QUESTIONS →
a: In the text on conditions that affect fertility, what minor surgical procedure lets a doctor visually confirm endometriosis?
b: From the text on conditions that affect fertility, quote the passage that begins at the words "Other conditions that" and stops after "have caused scarring.".
c: Summarize the text on conditions that affect fertility in three sentences.

DOCUMENT TEXT →

= Beginning of Section =

PCOS is diagnosed when a person has at least two of three features: irregular or infrequent periods, elevated levels of certain hormones (or visible hormonal symptoms like acne and excess hair growth), and enlarged ovaries with multiple immature follicles visible on ultrasound. It’s tied to insulin resistance and can make weight management harder, which compounds the fertility issue.
Endometriosis is harder to pin down. Diagnosis often involves a pelvic exam, imaging like ultrasound or MRI, and sometimes laparoscopy, a minor surgical procedure that allows a doctor to visually confirm tissue growing where it shouldn’t be. Many people with endometriosis go years without a diagnosis because pelvic pain gets dismissed as “normal” period pain.
Other conditions that can quietly impair fertility include primary ovarian insufficiency (when the ovaries stop functioning normally before age 40), excess prolactin production from the pituitary gland (which reduces estrogen and disrupts ovulation), prior pelvic inflammatory disease, and a history of sexually transmitted infections that may have caused scarring.

= End of Section =

Spatial localization data →
= Beginning of Section =

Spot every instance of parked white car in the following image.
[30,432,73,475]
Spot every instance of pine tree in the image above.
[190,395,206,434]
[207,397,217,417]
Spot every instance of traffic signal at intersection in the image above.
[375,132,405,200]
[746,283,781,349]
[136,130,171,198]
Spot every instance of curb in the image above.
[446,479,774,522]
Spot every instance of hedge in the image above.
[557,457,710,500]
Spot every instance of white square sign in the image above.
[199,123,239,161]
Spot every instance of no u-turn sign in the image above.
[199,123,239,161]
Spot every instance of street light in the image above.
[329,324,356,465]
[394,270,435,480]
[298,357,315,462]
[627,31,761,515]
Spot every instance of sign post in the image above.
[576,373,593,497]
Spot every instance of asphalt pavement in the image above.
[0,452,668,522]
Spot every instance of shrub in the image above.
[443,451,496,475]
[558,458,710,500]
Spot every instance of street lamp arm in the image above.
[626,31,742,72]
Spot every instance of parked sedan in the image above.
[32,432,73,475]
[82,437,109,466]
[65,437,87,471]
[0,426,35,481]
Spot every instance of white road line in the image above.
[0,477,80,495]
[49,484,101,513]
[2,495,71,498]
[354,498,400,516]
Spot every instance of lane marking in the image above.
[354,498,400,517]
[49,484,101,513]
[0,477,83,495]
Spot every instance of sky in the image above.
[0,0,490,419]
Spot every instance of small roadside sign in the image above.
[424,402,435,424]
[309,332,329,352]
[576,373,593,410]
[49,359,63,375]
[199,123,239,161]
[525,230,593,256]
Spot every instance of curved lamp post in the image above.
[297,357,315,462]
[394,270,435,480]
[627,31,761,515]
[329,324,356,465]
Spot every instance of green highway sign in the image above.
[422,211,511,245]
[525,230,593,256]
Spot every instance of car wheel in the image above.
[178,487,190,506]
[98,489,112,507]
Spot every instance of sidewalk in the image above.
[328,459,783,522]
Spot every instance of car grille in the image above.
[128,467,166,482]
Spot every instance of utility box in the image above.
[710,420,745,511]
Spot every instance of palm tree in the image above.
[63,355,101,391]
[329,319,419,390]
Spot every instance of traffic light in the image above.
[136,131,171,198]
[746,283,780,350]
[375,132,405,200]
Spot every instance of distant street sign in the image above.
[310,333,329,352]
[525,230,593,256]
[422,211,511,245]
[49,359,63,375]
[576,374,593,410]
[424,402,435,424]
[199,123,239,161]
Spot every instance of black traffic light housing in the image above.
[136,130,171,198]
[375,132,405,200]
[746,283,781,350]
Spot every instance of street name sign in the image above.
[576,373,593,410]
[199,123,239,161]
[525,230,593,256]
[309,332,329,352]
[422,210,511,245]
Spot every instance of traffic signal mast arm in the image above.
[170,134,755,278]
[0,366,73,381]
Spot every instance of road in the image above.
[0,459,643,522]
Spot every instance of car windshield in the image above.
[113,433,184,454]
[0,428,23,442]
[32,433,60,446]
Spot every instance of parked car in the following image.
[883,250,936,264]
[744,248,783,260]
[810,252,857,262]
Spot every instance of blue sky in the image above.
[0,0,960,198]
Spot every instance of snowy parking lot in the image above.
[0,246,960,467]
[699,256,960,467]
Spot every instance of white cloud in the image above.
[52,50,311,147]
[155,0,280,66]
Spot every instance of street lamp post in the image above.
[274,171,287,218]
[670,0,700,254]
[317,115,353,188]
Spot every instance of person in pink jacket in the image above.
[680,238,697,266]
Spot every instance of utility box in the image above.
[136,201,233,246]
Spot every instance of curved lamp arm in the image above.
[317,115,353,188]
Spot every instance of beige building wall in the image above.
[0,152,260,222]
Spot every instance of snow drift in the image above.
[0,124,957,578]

= End of Section =

EXPECTED RESULTS →
a: Laparoscopy.

b:
Other conditions that can quietly impair fertility include primary ovarian insufficiency (when the ovaries stop functioning normally before age 40), excess prolactin production from the pituitary gland (which reduces estrogen and disrupts ovulation), prior pelvic inflammatory disease, and a history of sexually transmitted infections that may have caused scarring.

c: PCOS is diagnosed when a person has at least two of three features (irregular periods, elevated hormone levels or visible hormonal symptoms, and enlarged ovaries with many immature follicles), and it is tied to insulin resistance that can make weight management harder. Endometriosis is harder to diagnose, often requiring a pelvic exam, imaging, and sometimes laparoscopy, and many people go years undiagnosed because their pelvic pain is dismissed as normal period pain. Other conditions that can impair fertility include primary ovarian insufficiency, excess prolactin from the pituitary gland, prior pelvic inflammatory disease, and past sexually transmitted infections that may have caused scarring.